Work to be completed
Rescale the data from its start through the line containing "<point>384,424</point>" by rewriting every line and multiplying each answer coordinate by 0.95, rounded to the nearest whole number with halves rounded up. Keep the sample coordinates and all other text unchanged.

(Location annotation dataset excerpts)
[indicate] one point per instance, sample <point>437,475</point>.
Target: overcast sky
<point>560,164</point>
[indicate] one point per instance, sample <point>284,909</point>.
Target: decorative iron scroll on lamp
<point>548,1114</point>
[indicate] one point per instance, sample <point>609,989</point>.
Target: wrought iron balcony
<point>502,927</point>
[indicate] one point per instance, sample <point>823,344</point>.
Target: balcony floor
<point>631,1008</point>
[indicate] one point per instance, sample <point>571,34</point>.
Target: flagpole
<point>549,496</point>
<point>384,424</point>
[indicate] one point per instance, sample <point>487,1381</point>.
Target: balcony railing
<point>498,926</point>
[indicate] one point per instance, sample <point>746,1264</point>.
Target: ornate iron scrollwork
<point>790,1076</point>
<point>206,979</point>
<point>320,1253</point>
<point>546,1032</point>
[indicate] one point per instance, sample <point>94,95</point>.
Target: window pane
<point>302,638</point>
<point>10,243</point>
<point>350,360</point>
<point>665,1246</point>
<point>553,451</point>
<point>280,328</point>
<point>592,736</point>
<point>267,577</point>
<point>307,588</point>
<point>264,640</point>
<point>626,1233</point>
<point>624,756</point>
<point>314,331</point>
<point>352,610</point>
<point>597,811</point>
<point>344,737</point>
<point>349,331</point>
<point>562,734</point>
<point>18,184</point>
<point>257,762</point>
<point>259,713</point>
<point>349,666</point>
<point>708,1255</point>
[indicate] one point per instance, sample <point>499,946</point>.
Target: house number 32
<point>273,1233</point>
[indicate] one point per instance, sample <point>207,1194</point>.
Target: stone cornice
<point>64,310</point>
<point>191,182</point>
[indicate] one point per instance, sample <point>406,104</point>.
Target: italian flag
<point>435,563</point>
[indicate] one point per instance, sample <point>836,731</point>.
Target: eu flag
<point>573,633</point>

Task result
[indicate] one point per instance, sample <point>437,475</point>.
Target: overcast sky
<point>532,156</point>
[indicate] one point per instance, sample <point>284,909</point>.
Target: decorative iron scroll on lamp
<point>521,1058</point>
[indicate] one point per instance, sample <point>609,989</point>.
Target: wrought iron balcony
<point>477,881</point>
[indicate] one point per instance, sample <point>823,344</point>.
Target: balcony floor
<point>599,958</point>
[indicate] one point per instance, sample <point>571,34</point>.
Target: flagpole
<point>522,471</point>
<point>365,403</point>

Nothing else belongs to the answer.